+++ Records shown
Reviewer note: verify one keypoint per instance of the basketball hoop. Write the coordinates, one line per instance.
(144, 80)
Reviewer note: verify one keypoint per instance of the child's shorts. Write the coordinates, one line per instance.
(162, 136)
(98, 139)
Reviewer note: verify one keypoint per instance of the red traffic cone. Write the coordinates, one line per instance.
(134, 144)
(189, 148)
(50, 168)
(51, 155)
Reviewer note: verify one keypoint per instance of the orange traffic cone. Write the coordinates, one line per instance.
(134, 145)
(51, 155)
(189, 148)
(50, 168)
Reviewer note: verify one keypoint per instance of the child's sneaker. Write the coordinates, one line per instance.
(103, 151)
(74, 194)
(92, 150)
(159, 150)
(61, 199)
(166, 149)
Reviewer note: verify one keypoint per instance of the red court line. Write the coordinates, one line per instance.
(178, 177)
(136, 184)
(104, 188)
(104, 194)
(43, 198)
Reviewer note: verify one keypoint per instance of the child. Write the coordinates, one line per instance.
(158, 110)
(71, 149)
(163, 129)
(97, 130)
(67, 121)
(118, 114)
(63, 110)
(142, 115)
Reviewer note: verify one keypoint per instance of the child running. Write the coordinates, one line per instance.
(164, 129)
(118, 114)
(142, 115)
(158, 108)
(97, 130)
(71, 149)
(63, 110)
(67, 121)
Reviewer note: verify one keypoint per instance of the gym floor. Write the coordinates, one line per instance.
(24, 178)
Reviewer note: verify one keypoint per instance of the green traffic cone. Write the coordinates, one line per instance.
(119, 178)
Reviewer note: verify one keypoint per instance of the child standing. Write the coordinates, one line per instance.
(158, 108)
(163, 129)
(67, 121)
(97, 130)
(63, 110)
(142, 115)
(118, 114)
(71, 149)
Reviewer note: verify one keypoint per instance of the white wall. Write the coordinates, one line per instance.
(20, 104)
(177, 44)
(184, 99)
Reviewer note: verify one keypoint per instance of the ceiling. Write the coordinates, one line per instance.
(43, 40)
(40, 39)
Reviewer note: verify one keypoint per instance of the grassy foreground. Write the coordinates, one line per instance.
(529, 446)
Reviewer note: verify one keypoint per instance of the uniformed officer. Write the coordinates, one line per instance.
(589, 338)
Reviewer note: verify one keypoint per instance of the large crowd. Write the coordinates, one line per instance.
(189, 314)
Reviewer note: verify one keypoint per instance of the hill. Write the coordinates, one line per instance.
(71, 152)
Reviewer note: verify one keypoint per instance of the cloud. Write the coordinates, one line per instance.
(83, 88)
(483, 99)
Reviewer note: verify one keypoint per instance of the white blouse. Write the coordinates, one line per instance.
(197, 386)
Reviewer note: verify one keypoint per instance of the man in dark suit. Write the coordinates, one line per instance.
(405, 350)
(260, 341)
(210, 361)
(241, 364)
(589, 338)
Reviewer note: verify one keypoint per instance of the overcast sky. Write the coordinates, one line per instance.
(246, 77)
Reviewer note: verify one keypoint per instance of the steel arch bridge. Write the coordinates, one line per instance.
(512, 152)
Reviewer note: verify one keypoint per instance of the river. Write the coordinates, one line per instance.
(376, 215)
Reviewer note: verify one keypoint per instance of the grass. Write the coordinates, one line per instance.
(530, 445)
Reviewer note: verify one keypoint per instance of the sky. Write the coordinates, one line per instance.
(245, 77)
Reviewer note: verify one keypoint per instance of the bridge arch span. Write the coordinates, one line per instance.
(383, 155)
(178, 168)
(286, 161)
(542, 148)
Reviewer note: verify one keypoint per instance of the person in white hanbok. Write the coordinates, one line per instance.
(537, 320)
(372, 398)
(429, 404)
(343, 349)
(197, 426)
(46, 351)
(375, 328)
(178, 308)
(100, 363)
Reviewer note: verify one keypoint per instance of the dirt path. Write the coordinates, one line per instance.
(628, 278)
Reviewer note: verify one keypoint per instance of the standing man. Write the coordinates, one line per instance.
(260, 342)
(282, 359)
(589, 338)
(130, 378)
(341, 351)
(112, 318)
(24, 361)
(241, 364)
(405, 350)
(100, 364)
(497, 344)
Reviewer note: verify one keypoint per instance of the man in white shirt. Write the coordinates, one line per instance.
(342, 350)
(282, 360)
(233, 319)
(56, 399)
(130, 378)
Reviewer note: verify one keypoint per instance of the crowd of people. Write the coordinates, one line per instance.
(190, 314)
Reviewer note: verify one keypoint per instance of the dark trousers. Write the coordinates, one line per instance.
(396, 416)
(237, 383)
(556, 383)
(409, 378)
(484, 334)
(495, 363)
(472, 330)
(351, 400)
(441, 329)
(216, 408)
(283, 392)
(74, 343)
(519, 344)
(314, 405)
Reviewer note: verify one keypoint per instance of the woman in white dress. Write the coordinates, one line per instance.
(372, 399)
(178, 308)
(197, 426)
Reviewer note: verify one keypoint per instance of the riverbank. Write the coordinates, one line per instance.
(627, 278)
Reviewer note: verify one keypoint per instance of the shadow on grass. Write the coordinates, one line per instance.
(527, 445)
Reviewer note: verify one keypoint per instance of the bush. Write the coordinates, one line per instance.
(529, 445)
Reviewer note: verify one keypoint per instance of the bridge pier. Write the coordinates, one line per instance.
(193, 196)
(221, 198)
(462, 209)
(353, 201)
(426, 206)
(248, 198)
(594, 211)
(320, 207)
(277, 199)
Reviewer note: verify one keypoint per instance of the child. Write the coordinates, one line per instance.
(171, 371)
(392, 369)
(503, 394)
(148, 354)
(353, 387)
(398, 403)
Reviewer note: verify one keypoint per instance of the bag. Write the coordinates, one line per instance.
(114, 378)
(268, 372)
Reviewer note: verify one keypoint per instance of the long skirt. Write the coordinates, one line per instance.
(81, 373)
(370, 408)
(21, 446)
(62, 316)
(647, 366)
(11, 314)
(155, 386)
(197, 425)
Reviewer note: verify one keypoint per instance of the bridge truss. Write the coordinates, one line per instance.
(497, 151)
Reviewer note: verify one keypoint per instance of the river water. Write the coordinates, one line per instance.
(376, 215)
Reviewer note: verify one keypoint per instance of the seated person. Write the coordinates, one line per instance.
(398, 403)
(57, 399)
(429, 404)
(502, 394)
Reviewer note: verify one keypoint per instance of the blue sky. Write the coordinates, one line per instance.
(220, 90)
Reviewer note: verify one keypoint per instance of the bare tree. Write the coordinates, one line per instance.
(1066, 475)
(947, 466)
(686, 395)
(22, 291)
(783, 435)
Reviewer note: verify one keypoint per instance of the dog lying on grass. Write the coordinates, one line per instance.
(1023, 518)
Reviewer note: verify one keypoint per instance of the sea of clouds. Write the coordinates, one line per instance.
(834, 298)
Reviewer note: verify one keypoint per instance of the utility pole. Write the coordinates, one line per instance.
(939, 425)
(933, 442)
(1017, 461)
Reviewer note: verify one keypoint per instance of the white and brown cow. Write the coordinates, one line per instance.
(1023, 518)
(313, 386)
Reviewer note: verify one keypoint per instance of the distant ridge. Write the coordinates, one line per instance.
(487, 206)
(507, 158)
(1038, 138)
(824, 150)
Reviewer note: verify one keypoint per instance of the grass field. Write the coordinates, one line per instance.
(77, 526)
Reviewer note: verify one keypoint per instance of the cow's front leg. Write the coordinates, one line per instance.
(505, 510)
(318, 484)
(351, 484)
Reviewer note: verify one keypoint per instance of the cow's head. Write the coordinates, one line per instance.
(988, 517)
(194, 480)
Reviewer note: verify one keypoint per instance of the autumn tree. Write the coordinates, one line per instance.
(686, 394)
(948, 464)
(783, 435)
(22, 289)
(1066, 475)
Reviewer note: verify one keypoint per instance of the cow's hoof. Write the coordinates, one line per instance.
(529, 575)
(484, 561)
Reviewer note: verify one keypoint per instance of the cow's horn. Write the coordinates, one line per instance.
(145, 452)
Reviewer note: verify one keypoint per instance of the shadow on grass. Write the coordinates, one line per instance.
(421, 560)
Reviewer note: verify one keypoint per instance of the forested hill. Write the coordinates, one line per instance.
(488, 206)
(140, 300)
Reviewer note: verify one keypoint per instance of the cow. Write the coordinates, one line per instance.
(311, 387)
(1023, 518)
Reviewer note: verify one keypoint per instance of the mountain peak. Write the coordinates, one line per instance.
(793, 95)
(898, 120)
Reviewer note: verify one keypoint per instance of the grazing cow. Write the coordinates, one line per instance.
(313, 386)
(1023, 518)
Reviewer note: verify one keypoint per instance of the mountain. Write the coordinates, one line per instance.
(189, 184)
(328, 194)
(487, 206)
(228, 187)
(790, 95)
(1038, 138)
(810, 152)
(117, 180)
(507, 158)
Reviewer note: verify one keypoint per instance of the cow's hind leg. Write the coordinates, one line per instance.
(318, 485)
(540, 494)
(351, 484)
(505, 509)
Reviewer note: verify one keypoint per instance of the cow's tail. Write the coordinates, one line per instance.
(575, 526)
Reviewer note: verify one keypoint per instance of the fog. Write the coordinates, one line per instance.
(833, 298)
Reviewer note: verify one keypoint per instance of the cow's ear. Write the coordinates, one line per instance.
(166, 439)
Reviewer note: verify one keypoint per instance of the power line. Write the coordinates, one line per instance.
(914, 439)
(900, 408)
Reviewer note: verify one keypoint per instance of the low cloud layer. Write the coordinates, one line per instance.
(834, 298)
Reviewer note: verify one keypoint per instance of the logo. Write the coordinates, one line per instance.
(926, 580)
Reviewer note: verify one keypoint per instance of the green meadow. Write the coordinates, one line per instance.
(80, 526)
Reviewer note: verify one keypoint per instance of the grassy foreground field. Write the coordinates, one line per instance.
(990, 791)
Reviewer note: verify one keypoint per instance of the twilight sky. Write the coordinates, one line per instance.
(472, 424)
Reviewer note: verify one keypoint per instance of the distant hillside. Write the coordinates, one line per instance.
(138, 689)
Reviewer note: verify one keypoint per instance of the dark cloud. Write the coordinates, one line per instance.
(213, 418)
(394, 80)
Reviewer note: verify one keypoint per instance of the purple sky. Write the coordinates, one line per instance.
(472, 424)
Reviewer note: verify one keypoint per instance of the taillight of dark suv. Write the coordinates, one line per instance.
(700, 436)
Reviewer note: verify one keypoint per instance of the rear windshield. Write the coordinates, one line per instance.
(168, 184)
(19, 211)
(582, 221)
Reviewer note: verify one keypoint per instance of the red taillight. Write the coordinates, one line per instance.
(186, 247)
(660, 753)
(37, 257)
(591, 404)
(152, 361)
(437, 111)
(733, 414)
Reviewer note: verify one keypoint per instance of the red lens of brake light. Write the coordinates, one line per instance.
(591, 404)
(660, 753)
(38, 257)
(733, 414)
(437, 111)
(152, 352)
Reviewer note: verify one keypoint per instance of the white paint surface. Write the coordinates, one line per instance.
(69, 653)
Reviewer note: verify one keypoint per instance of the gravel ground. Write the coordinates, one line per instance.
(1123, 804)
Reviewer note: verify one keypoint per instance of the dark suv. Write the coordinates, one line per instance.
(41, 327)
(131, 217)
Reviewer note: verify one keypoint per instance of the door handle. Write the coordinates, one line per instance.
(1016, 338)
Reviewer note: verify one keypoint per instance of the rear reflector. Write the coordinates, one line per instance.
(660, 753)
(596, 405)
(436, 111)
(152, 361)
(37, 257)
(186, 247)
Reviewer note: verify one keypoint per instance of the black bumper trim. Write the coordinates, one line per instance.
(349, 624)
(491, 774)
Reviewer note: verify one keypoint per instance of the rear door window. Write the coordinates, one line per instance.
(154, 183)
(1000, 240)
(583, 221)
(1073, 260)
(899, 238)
++++++
**Exercise goal**: Copy out, word for word, the lines of the records starting at the line that contains "Reviewer note: verify one keypoint per instance of the rear door" and ending at the last line of the records.

**Result of the exercise**:
Reviewer note: verify one keypoint per instance of the rear door window. Write the coordinates, one line per instance.
(154, 183)
(1000, 240)
(583, 221)
(1073, 260)
(899, 238)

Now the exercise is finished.